SET TASKS ->
(1) In the forum thread about the OpenCL kernel error, retype the passage from "I’ll keep posting" up to and including "garbage, or zeroes?".
(2) Say whether each statement agrees with the forum thread about the OpenCL kernel error. Answer yes or no, and quote the deciding words from the thread.
(a) The acosh test kernel works when "acos" is used instead of "acosh".
(b) Variables that are declared but not initialized take the value zero.
(c) The kernels were run on an ATI 5870.
(3) According to the forum thread about the OpenCL kernel error, what will a good compiler produce from kernels that throw away the values the functions return?

TEXT SEGMENT ->
----------------------------------------
Test kernel, Error:E010:Irreducible ControlFlow Detected

I’m running some extremely simple kernels (single instruction looped many times) to test the speed of different instructions. The following code gives me the error:

Error:E010:Irreducible ControlFlow Detected


__kernel void acosh_test( const unsigned int N ) 
{ 
	float2 i = float2(2,2); 
	for( int x=0; x<N; x++ ) 
	{ 
		acosh(i); 
	} 
}

it works fine with “acos” instead of “acosh”.

using ATI 5870, tested in program and with ATI Stream Kernel Analyzer, with the same result.

I’ll keep posting problems with specific instruction/type errors.


__kernel void atan2_test( const unsigned int N ) 
{ 
   float2 i,j; 
   for( int x=0; x<N; x++ ) 
   { 
      atan2(i,j); 
   } 
}

gives me a long hangup in the compiler, sometimes gives a “build failed” error, but never actually compiles. does it matter that i and j are not initialized to any value? for other datatypes, it works fine. Side question, if variables are declared but uninitialized, what values will they take? memory garbage, or zeroes?

got “Error:E010:Irreducible ControlFlow Detected” again, for

float2 and atan2pi(i,j), same loop as before

Garbage. This behavior is inherited from C99.

As for the irreducible control flow error message, I would report it to ATI instead of here.

By best semi-random guess is that since you are not using the values returned by acosh(), the compiler is aggressively optimizing the code in a way that at some point mid-compilation the code has irreducible control flow, at which point the compiler gives up.

As a side note, it is very unlikely that the sort of kernels that you are compiling will give you any useful information about the cost of evaluating those trigonometric functions. Since you are throwing away the values returned by these functions, the compiler will optimize the code away and not call the functions even once. Even the loop will not be evaluated. A good compiler will produce an empty kernel.

Thanks David! Everything now outputs to a location in a buffer, and the tests compile/run fine.

follow ups:

How meaningful would stats like this be? The time is taken from the elapsed time for the clEnqueueNDRangeKernel event to finish, and time/instruction is simply the total elapsed time divided by the number of iterations.

Is there any way to generate ISA code the way that the OpenCL Profiler does, using API calls? I get the ir code using clGetProgramInfo( …, CL_PROGRAM_BINARIES, … ), but can i get more info on what is being sent to hardware?

How meaningful would stats like this be? The time is taken from the elapsed time for the clEnqueueNDRangeKernel event to finish, and time/instruction is simply the total elapsed time divided by the number of iterations.
----------------------------------------
(Excerpts from a pointing dataset)
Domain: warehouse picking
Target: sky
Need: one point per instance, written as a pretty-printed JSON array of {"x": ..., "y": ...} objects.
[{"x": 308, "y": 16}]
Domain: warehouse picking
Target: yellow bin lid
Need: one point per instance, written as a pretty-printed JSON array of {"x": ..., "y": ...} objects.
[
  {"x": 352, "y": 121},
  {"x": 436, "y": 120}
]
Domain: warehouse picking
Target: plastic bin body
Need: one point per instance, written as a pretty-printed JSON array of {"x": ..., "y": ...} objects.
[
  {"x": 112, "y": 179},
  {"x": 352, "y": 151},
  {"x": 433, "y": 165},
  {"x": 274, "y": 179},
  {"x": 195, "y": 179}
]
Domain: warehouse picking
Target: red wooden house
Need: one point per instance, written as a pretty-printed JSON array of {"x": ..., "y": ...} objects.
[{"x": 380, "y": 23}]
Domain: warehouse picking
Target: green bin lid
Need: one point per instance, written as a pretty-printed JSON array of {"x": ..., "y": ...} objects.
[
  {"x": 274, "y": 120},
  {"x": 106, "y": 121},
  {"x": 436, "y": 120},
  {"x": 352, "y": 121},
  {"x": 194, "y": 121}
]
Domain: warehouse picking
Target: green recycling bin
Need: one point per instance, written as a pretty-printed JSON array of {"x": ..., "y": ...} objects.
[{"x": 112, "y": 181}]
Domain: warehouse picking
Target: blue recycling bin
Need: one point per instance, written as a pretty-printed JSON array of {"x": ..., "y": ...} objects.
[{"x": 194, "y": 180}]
----------------------------------------
WRITTEN ANSWERS ->
(1)
I’ll keep posting problems with specific instruction/type errors.


__kernel void atan2_test( const unsigned int N ) 
{ 
   float2 i,j; 
   for( int x=0; x<N; x++ ) 
   { 
      atan2(i,j); 
   } 
}

gives me a long hangup in the compiler, sometimes gives a “build failed” error, but never actually compiles. does it matter that i and j are not initialized to any value? for other datatypes, it works fine. Side question, if variables are declared but uninitialized, what values will they take? memory garbage, or zeroes?

(2)
(a) Yes: "it works fine with “acos” instead of “acosh”."
(b) No: "Garbage. This behavior is inherited from C99."
(c) Yes: "using ATI 5870, tested in program and with ATI Stream Kernel Analyzer, with the same result."

(3) A good compiler will produce an empty kernel.